La parte più interessante ai fini di Wolf e del quaderno della progettazione (digitale) riguarda senz’altro il metodo.Nella visione magico-romantica (o superficiale) di cui sopra si tende a pensare che, una volta appurata l’esistenza di un problema e una volta definito il problema stesso, arriverà un’idea che porterà alla soluzione.

Munari schematizza questo percorso così.

Se non altro, diamo almeno per assodato che si sappia in giro che il problema non si risolverà da solo ma ci vorrà un intervento umano. Perché si sa, in giro, vero?

«Una volta definito il problema», scrive il designer «può sembrare a qualcuno che basti avere una buona idea per risolverlo automaticamente. Le cose non stanno proprio così, perché occorre definire il tipo di soluzione che si vuole raggiungere».

In altre parole, una volta definito il problema, occorrerà anche definire la soluzione. Che può essere, ad esempio:

– parziale
– provvisoria
– commerciale
– di fantasia
– definitiva
– approssimativa
– sofisticata
– semplice
– economica
– di breve periodo
– di lungo periodo

e via dicendo.

Definito il problema e definita la soluzione, possiamo stare certi che l’idea non arriverà da sola. E che quel blocchetto lì, quel pulsante, “IDEA”, scenderà parecchio nell’algoritmo decisionale che cerchiamo di costruire insieme a partire dalle idee del designer milanese.

1) Individuazione del problema (P). In questa fase si definisce per cosa vogliamo iniziare a progettare.

2) Definizione del problema (DP). Sembra una banalità, ma è fondamentale: il problema va sviscerato ed enunciato nel modo più chiaro possibile.

3) Individuazione delle Componenti del problema (CP). Una volta che il problema è stato definito, va smontato nelle sue componenti singole, raggruppabili in categorie. Questa operazione è tipica del metodo scientifico.

4) È altamente probabile – lo era nel 1981 quando Munari scrisse il suo libro, figuriamoci se non lo è quattro decenni dopo – che qualcuno si sia già scontrato con il problema che vogliamo risolvere. Allora, prima di procedere oltre, è il momento di Raccogliere i dati (RD). Scoprire che soluzioni siano già state adottate, quali sono da scartare, quali non utilizzeremo e per quali motivi, quanti tipi di soluzioni diverse esistano a ogni componente del problema.

- - -

▸ **LAVORO DA SVOLGERE**:
Trascrivi di nuovo il brano proposto da «La parte più» a «porterà alla soluzione.», aggiornandolo con «procedimento» al posto di «metodo». Le righe riportate di seguito sono materiale a sé, distinto dal brano.

- - -

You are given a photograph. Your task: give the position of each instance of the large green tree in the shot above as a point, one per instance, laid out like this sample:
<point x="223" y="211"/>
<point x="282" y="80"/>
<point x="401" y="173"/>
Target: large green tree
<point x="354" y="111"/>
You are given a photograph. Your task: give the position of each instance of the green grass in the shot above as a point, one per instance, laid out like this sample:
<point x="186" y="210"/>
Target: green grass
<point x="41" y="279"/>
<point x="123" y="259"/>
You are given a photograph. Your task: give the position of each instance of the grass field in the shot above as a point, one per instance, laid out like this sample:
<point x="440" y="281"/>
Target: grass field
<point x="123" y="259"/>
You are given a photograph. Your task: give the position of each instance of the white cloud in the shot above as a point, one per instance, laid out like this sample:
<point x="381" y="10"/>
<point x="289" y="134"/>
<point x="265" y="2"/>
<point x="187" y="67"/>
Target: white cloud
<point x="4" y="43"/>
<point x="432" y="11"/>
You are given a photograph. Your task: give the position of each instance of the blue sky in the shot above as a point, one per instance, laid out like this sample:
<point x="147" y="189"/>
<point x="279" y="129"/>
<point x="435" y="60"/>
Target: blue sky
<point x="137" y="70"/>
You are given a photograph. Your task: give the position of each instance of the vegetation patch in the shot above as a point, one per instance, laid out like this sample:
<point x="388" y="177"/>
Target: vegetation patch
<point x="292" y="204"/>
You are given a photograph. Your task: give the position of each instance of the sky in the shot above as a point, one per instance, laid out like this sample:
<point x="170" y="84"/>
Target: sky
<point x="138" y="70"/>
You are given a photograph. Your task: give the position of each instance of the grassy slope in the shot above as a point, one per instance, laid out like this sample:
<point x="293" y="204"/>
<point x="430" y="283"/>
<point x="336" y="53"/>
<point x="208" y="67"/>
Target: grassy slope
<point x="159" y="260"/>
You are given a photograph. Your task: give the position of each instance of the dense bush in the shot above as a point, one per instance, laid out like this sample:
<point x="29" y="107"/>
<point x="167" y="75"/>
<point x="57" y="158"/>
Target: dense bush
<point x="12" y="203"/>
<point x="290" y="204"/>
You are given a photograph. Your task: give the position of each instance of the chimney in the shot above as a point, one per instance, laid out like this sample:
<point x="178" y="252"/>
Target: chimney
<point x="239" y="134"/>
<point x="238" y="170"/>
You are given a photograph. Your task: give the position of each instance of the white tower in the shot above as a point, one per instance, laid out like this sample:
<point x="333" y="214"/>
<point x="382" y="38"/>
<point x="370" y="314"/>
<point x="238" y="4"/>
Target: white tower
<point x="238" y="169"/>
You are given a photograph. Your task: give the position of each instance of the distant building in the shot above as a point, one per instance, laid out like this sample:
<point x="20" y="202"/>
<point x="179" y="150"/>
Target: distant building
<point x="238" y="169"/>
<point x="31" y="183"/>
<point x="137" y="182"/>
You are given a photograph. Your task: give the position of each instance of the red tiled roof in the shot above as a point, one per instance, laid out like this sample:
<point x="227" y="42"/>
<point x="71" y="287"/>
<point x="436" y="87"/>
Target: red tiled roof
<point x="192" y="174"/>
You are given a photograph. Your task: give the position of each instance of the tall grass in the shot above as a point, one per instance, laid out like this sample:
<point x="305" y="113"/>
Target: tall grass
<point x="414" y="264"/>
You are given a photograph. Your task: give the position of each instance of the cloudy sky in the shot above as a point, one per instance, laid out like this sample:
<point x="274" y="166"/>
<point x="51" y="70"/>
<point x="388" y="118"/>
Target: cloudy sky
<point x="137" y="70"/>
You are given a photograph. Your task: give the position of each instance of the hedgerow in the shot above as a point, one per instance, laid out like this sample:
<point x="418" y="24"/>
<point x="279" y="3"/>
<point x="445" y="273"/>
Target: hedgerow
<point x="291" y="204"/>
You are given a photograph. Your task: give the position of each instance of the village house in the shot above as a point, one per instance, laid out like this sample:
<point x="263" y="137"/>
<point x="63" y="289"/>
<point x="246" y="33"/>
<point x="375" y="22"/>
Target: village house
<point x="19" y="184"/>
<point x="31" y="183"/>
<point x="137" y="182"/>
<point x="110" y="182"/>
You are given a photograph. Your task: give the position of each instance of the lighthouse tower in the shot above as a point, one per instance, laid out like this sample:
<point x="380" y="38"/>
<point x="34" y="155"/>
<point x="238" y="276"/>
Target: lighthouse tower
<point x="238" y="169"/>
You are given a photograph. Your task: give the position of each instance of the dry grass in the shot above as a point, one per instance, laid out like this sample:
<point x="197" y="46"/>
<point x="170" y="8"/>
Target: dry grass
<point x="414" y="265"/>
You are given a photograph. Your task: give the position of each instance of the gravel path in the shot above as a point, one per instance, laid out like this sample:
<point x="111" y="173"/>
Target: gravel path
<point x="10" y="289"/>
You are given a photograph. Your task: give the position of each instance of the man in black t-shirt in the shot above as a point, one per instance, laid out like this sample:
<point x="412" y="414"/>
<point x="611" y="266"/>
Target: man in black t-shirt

- - -

▸ **RISPOSTA SCRITTA**:
La parte più interessante ai fini di Wolf e del quaderno della progettazione (digitale) riguarda senz’altro il procedimento.Nella visione magico-romantica (o superficiale) di cui sopra si tende a pensare che, una volta appurata l’esistenza di un problema e una volta definito il problema stesso, arriverà un’idea che porterà alla soluzione.